WHAT YOU ARE ASKED TO DO ->
Please reproduce verbatim everything in the commerce article below from "What China Can Learn From the US on" down to "double down on.".

*** TEXT PROVIDED ***

What China Can Learn From the US on Commerce

Jess Li
11 min readDec 9, 2020

--

Earlier this year, I wrote about what the US can learn from China on social commerce (you can find the full article here). It is widely accepted that China is more skillful at social commerce than the US, which formed the premise of my earlier article. However, a less covered subject is the reverse and a more general one: what China can learn from the US around commerce in general. Although the comparison can sometimes be apples to oranges given the different contexts the countries operate in, there nonetheless are several key lessons to be learned for Chinese companies and key areas of strength that US companies should continue to double down on.

Unmonitored communities

Chinese companies do a great job of the first layer of integration between social and commerce through things like direct messaging between sellers and buyers, WeChat live streaming for limited time discounts, or chat rooms for product discussions. However, the full power of unmonitored communities is relatively untapped. Instead of being product focused, Chinese communities can be more pain point focused and long term oriented.

*** INFORMATION SHOWN ***

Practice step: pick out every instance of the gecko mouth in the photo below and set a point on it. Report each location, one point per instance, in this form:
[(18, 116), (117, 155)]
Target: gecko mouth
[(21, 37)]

***

SOLUTION FOR THIS TASK ->
What China Can Learn From the US on Commerce

Jess Li
11 min readDec 9, 2020

--

Earlier this year, I wrote about what the US can learn from China on social commerce (you can find the full article here). It is widely accepted that China is more skillful at social commerce than the US, which formed the premise of my earlier article. However, a less covered subject is the reverse and a more general one: what China can learn from the US around commerce in general. Although the comparison can sometimes be apples to oranges given the different contexts the countries operate in, there nonetheless are several key lessons to be learned for Chinese companies and key areas of strength that US companies should continue to double down on.